[Stored records]
########################################
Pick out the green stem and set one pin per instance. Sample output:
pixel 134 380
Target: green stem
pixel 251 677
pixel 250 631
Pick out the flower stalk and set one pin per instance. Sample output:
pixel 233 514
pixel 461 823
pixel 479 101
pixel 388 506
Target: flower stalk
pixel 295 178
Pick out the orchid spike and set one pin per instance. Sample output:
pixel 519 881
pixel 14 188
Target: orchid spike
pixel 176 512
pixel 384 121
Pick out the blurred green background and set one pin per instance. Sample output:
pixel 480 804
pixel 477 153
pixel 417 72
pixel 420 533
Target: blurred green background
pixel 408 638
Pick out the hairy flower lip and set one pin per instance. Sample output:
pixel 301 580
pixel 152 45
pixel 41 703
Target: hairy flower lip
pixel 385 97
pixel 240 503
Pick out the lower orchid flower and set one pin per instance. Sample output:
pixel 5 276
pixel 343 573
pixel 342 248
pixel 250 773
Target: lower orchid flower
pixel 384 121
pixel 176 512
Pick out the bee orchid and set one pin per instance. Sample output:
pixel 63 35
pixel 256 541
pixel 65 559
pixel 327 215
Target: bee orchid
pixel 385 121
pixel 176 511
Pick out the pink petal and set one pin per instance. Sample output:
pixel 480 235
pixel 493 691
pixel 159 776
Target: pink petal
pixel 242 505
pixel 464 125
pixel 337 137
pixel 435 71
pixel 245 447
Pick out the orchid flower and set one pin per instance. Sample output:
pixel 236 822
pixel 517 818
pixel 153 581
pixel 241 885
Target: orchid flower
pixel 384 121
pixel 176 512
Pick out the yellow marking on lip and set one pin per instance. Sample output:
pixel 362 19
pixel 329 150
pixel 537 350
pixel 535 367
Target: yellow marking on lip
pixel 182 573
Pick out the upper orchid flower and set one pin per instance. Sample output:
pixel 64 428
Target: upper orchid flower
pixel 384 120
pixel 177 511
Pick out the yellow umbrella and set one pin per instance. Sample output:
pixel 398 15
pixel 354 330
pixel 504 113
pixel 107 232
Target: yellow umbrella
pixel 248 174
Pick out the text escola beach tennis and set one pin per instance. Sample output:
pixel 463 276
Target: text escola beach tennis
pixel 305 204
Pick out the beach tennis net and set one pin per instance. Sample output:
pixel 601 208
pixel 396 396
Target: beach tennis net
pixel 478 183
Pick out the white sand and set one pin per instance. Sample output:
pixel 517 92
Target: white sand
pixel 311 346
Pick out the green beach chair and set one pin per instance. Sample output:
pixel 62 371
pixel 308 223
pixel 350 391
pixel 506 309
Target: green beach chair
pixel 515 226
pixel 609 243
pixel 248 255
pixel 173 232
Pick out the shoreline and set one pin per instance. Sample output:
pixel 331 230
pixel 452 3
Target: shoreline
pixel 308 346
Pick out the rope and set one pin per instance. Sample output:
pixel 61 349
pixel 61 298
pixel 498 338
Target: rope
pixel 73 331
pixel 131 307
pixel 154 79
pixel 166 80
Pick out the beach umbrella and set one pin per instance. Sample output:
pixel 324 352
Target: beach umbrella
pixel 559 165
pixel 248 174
########################################
Challenge:
Please set down all of the material above again, line for line, changing nothing.

Response to this task:
Pick out the green stem and set one pin per instance. Sample output:
pixel 134 380
Target: green stem
pixel 251 677
pixel 250 631
Pick out the flower stalk and set one pin per instance. Sample output:
pixel 233 514
pixel 461 823
pixel 479 101
pixel 388 506
Target: flower stalk
pixel 295 178
Pick out the orchid spike and set one pin per instance. Sample output:
pixel 519 881
pixel 14 188
Target: orchid spike
pixel 176 512
pixel 384 121
Pick out the blurred green background and set one pin per instance. Sample output:
pixel 480 804
pixel 477 153
pixel 417 72
pixel 420 533
Target: blurred green background
pixel 408 638
Pick out the hairy flower lip and set one pin per instance. Sample output:
pixel 301 580
pixel 152 45
pixel 41 703
Target: hairy flower lip
pixel 385 97
pixel 240 503
Pick out the lower orchid flower and set one pin per instance. Sample output:
pixel 5 276
pixel 343 573
pixel 342 248
pixel 250 773
Target: lower orchid flower
pixel 384 121
pixel 176 512
Pick out the bee orchid and set one pin per instance. Sample output:
pixel 63 35
pixel 256 541
pixel 65 559
pixel 327 215
Target: bee orchid
pixel 385 121
pixel 176 511
Pick out the pink petal and set one pin per instance. Sample output:
pixel 480 235
pixel 493 691
pixel 159 776
Target: pink petal
pixel 242 505
pixel 464 125
pixel 337 137
pixel 435 71
pixel 245 447
Pick out the orchid flower and set one pin per instance. Sample output:
pixel 236 822
pixel 517 818
pixel 153 581
pixel 241 885
Target: orchid flower
pixel 384 121
pixel 176 512
Pick out the yellow marking on lip and set one pin per instance. Sample output:
pixel 362 19
pixel 329 150
pixel 537 350
pixel 535 367
Target: yellow marking on lip
pixel 182 573
Pick out the upper orchid flower and set one pin per instance. Sample output:
pixel 64 428
Target: upper orchid flower
pixel 384 120
pixel 177 511
Pick out the yellow umbrella and set one pin per instance. Sample output:
pixel 398 15
pixel 354 330
pixel 504 113
pixel 107 232
Target: yellow umbrella
pixel 248 174
Pick out the text escola beach tennis and set one pin per instance. Sample output:
pixel 463 276
Target: text escola beach tennis
pixel 305 204
Pick out the beach tennis net and set one pin per instance. Sample output:
pixel 601 208
pixel 396 396
Target: beach tennis net
pixel 478 183
Pick out the white sand and set one pin per instance. Sample output:
pixel 517 92
Target: white sand
pixel 311 346
Pick out the green beach chair and set one pin per instance. Sample output:
pixel 62 371
pixel 308 223
pixel 350 391
pixel 506 309
Target: green beach chair
pixel 515 226
pixel 609 243
pixel 248 255
pixel 173 232
Pick out the shoreline and set one pin per instance. Sample output:
pixel 331 230
pixel 452 3
Target: shoreline
pixel 308 346
Pick out the rope and set one pin per instance. Sample output:
pixel 61 349
pixel 61 298
pixel 498 338
Target: rope
pixel 73 331
pixel 131 307
pixel 154 79
pixel 166 80
Pick out the beach umbrella and set one pin per instance. Sample output:
pixel 324 352
Target: beach umbrella
pixel 559 165
pixel 248 174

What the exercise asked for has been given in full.